▶ What to do: Pick out every line in the listing below that contains the word "jean", and copy each one. Match case exactly.
──────── Provided material ────────
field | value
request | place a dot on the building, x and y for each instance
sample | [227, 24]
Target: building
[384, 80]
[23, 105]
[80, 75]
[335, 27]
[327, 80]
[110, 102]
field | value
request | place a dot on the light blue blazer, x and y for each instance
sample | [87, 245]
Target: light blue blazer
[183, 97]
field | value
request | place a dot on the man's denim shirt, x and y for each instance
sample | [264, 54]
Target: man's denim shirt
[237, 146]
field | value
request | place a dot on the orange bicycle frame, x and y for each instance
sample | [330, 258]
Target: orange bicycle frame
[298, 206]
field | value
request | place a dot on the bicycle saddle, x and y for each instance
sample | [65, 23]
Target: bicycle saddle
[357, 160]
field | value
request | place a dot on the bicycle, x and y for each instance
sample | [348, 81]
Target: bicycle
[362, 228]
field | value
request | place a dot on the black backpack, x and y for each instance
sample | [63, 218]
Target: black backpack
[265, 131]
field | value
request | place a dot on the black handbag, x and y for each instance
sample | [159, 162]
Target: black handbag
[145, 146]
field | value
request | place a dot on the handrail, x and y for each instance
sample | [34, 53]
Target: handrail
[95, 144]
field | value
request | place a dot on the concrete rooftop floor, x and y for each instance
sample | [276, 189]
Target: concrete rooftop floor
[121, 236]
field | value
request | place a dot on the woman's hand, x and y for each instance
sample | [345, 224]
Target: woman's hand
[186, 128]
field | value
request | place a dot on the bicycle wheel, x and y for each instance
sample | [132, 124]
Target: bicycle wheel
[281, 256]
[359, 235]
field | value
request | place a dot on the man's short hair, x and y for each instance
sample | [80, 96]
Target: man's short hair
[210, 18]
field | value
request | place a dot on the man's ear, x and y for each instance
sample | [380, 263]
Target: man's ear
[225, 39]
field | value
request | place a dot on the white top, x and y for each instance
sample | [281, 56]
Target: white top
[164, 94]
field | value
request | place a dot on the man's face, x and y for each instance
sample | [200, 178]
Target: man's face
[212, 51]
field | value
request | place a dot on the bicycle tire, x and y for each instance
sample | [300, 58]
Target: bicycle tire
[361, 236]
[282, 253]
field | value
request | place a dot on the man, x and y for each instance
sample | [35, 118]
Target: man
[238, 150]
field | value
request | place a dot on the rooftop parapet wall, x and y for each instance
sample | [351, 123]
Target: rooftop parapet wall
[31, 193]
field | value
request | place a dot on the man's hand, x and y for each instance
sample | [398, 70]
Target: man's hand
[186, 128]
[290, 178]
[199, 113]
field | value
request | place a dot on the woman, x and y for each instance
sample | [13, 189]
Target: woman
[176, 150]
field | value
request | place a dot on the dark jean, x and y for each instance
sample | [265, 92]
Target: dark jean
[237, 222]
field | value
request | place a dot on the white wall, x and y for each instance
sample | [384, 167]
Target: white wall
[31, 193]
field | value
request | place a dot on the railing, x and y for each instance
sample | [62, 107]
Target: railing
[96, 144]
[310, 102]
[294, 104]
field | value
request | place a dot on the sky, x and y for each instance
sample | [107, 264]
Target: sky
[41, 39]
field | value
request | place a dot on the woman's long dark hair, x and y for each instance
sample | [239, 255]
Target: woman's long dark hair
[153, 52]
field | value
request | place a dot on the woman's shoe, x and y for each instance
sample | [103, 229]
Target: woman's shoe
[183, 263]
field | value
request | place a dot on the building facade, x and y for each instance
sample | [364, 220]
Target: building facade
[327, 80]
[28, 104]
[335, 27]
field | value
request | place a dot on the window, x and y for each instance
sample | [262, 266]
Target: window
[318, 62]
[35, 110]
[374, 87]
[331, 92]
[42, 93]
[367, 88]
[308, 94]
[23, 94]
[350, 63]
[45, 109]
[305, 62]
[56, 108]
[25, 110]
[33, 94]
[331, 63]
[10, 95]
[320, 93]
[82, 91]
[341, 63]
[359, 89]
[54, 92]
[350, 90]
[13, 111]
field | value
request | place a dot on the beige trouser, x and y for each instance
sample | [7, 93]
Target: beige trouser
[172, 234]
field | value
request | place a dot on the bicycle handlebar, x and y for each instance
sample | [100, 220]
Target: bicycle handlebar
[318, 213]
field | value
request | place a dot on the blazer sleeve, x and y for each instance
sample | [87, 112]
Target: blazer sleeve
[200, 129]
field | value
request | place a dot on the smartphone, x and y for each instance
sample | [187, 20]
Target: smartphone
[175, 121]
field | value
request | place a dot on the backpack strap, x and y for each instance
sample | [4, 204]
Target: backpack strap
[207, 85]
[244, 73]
────────
▶ Result:
request | place a dot on the dark jean, x and y for each instance
Target: dark jean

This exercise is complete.